● **INSTRUCTIONS**:
• 1. Please transcribe the Luang Por Anan transcript between "Luang Por Anan: These" and "long time sometimes.", inclusive.
• 2. In the Luang Por Anan transcript, what did Luang Pu Chah give the woman who came to stay at Wat Nong Pah Pong?
• 3. Continue the Luang Por Anan transcript from its last line.

● **PASSAGE PROVIDED**:
::::::::

Luang Por Anan: Before marriage was there this problem?
Q: No, after marriage the problem arose.
Luang Por Anan: We should ask where our problems come from. Sometimes we think others cause our problems, but we don’t look to see if there is any problem coming from ourselves. So, first, look at yourself. Then, if you see the problem is not from you, then you can look for external ways to overcome the problem. If he is still having problems he can come here, then the Zen master will lead him up the mountain. Maybe one mountain will not be enough, maybe you will go up many mountains before finding the answer.
6. Q: If one’s husband is not interested in Dhamma, then how can the wife help him to grow in virtue, meditation, and Dhamma?
Luang Por Anan: These things can take time. Use mindfulness and wisdom to look for the right time to mention Dhamma, maybe mentioning just a little bit at a time. In the beginning, practice Dhamma yourself. Your mind will be cooler and more in line with Dhamma, then others around you will feel the benefit of your practice. Then you will be an example to others. When the time is right then you may see a chance to help others in Dhamma. This can take a long time sometimes.
7. Q: A few mornings ago, I was meditating and feeling calm. I felt that wisdom is also not self – wisdom is not owned by a self, because wisdom arises from conditions. Is this true?
Luang Por Anan: Yes.
8. Q: Regarding patient endurance, what happens if the husband likes to be a ‘playboy’? How is the wife supposed to endure this?
Luang Por Anan: If you ask me this question, I answer that one must forgive first. Patiently endure. One already chose the partner as the best person. Try to see them as the best partner, then you can keep going as a couple. Perhaps one must endure for the sake of one’s children. Once a woman came to Wat Nong Pah Pong to stay, perhaps for a long time, because her husband was a ‘playboy’ and she was sick of that. Luang Pu Chah gave her a small kuti to stay in. After 7 days she felt more forgiveness and saw that she had faults, too, like being too critical. After 15 days she wanted to go back home. Luang Pu Chah said: “Can you see? Its just like this.”
9. Q: Many young people who will train as monastics will join Skype next Friday. Do you have any advice for them?

::::::::

● **INFORMATION SHOWN**:
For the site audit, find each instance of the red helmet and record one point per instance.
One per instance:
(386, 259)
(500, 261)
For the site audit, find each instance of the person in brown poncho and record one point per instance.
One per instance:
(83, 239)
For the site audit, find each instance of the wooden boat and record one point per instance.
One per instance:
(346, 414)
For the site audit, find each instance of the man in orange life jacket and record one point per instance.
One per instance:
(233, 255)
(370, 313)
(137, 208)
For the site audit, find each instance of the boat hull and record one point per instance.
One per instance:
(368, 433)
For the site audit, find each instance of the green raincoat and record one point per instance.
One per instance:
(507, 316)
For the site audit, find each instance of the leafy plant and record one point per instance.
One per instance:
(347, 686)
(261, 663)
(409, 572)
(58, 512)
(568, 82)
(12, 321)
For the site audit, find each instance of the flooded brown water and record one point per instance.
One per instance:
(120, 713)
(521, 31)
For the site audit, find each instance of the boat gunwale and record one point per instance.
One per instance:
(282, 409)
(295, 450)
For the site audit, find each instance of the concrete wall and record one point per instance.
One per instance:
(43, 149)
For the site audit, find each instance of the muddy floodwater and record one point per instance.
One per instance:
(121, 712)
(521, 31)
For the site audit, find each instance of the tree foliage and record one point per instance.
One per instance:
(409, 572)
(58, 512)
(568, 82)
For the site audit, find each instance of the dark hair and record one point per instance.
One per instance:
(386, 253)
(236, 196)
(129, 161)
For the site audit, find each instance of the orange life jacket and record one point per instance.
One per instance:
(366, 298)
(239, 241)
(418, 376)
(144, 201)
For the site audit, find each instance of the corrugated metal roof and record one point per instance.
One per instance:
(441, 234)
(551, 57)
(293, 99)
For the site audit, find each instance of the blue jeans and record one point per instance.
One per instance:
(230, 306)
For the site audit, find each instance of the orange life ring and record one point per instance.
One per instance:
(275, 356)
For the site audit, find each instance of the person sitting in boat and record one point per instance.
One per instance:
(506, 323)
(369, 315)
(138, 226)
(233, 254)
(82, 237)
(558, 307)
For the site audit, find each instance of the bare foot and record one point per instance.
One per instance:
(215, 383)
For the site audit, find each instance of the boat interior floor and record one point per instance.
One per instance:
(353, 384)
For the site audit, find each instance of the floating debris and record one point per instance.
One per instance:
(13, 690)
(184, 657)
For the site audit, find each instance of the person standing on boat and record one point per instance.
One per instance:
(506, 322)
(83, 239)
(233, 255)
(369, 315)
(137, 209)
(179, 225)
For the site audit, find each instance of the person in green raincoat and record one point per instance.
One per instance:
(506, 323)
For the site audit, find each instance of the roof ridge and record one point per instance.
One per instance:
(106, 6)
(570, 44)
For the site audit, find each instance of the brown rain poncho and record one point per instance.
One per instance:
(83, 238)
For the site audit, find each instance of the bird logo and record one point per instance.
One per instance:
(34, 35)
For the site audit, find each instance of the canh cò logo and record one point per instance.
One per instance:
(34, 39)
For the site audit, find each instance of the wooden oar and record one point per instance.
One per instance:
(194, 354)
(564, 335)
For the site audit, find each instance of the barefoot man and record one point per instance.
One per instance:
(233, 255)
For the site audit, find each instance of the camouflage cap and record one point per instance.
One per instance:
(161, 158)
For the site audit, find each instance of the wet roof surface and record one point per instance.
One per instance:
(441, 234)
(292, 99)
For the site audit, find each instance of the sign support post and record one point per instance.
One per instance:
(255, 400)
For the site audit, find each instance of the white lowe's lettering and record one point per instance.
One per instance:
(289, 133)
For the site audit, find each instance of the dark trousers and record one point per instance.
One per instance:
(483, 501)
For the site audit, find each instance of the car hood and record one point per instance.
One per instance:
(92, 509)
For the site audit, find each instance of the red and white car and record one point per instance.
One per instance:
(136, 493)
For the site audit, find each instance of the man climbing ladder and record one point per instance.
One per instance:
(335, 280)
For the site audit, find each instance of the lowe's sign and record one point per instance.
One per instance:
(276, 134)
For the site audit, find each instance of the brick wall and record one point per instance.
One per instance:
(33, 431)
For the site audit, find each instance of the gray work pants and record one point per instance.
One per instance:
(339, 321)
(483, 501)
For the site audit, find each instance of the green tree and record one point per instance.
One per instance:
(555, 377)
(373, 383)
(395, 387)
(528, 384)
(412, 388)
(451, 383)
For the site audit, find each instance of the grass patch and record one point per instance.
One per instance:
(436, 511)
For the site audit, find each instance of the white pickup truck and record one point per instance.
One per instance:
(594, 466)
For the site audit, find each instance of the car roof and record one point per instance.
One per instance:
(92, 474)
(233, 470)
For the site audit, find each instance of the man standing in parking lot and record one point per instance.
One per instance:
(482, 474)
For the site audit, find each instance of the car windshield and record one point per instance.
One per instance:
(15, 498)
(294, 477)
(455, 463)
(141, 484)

::::::::

● **OUTPUTS BY TASK**:
• 1.
Luang Por Anan: These things can take time. Use mindfulness and wisdom to look for the right time to mention Dhamma, maybe mentioning just a little bit at a time. In the beginning, practice Dhamma yourself. Your mind will be cooler and more in line with Dhamma, then others around you will feel the benefit of your practice. Then you will be an example to others. When the time is right then you may see a chance to help others in Dhamma. This can take a long time sometimes.

• 2. A small kuti to stay in.

• 3.
Luang Por Anan: You can tell the children: This is a good opportunity for those with faith to learn Dhamma, how to conduct oneself rightly, how to train the mind, and build goodness. I ask you to be intent to do good and follow your teacher’s instructions. You can learn many good things. You can grow in mindfulness and wisdom to succeed in your lives. This is a great opportunity in life. While you are at the center, try to speak less to help develop your mind more.
10. Q: In India, especially south India, we have fewer people coming to ordain. How can I encourage people to come be monks or give their children to be monks? I encourage people to offer robes to get merit in order to come be monks later.
Luang Por Anan: You should encourage their faith first, to have faith in the monks. Then when people suffer, they will seek a way out of that suffering, like coming to the monastery and maybe ordaining. Laying the foundation, like with the children’s Dhamma camp, is very good. If someone has the right inner and outer causes later, they will come ordain again. Thailand also has this problem about fewer people ordaining. In the past, in Northeast Thailand, people ordained for 4-5 years, then switched off with a sibling, who would ordain once the other sibling disrobed. Now people there ordain just 1 year or 4 months. People used to ordain for 3-4 months for the rains retreat in central Thailand, nowadays people ordain for just one month or 15 days. As the world develops, people have less time to ordain. People are more busy, work is more competitive, and people have less time off of work.